Display every line of the rows below that contains the word "building".

• DATA ENTRIES
_ _ _ _
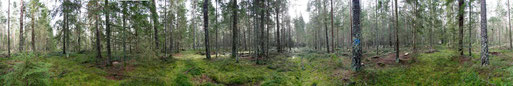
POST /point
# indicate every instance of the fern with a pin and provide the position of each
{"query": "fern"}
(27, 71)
_ _ _ _
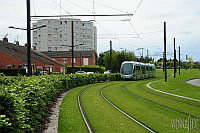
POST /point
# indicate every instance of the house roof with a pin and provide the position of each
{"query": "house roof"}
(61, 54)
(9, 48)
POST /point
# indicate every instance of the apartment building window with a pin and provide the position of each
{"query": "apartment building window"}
_ _ _ _
• TASK RESPONSE
# indicate every instance of the apartment building window with a pin and provide the position of each
{"query": "apartment building window"}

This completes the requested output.